Exercise brief → From the line with "Question. Put a dot on every instance of the tree" to the last line of the data below, repeat every line exactly and add nothing.

Data →
------------

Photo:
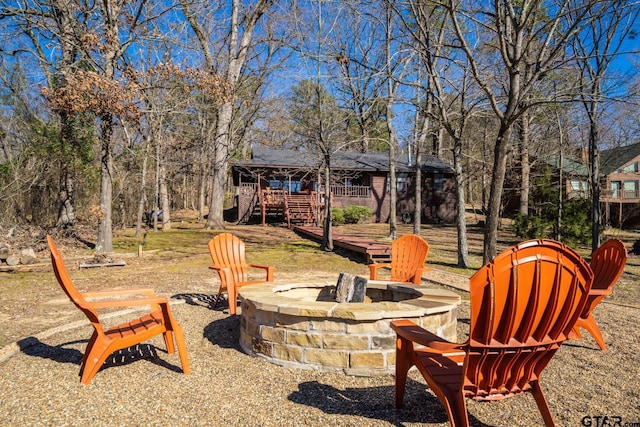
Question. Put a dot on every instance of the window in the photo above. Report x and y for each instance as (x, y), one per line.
(291, 186)
(438, 182)
(615, 189)
(630, 189)
(401, 182)
(630, 168)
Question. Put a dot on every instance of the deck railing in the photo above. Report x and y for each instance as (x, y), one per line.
(349, 191)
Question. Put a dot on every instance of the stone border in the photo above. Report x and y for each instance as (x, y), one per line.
(355, 338)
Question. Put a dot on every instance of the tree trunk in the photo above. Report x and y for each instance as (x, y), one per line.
(67, 212)
(104, 243)
(202, 191)
(164, 201)
(215, 219)
(143, 183)
(327, 235)
(594, 161)
(461, 220)
(495, 196)
(524, 162)
(393, 194)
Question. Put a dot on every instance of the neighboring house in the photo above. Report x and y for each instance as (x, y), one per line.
(575, 176)
(620, 184)
(286, 184)
(573, 173)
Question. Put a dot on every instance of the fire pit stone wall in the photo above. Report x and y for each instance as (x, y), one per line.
(298, 326)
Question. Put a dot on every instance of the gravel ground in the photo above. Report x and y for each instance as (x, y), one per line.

------------

Exercise response →
Question. Put a dot on every instance of the tree trunk in the photo above. Report x and y for each instance as (x, y), one per line.
(67, 212)
(104, 243)
(202, 191)
(164, 201)
(215, 219)
(143, 183)
(327, 235)
(594, 161)
(461, 220)
(495, 196)
(524, 162)
(393, 194)
Question. Put a dot on every instance of the neighboring house in the photo above. Report x and y for each instance as (x, y), one per line.
(575, 176)
(620, 184)
(286, 184)
(573, 173)
Question. Put a dot on every instance of the fire pit stone wall in the photo above. Report x and y for each instance as (x, y), one per line.
(298, 326)
Question. Put a dot on every instance of the gravel ground in the photo above. Report x and y for each instance as (x, y), one per line.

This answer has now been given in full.